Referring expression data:
┌──
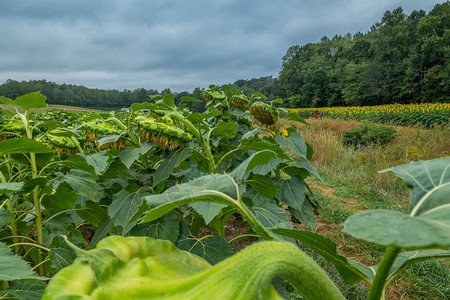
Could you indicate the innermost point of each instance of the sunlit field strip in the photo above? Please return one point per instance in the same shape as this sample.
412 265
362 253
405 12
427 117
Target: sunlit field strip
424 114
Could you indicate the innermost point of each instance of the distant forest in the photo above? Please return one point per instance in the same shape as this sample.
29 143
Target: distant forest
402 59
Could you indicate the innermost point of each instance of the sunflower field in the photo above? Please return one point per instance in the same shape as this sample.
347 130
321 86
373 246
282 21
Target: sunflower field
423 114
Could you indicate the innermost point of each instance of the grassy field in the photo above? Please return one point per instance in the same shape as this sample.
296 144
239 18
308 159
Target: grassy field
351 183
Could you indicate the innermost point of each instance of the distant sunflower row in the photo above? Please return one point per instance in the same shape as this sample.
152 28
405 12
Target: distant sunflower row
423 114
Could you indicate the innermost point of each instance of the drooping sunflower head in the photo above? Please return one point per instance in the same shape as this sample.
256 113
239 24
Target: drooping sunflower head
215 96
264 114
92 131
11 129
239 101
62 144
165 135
└──
┌──
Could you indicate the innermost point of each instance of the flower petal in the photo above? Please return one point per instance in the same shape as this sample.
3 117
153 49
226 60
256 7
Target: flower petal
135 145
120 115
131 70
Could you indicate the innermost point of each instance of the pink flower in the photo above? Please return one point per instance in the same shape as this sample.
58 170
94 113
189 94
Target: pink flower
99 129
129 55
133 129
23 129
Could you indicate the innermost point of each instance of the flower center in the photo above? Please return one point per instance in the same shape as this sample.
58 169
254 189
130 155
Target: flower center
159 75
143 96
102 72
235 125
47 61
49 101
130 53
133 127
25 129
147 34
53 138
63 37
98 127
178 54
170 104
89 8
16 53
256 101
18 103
└──
Task statement — How many lines of the entries above include the word "point"? Answer with the number only.

Solved problem — 9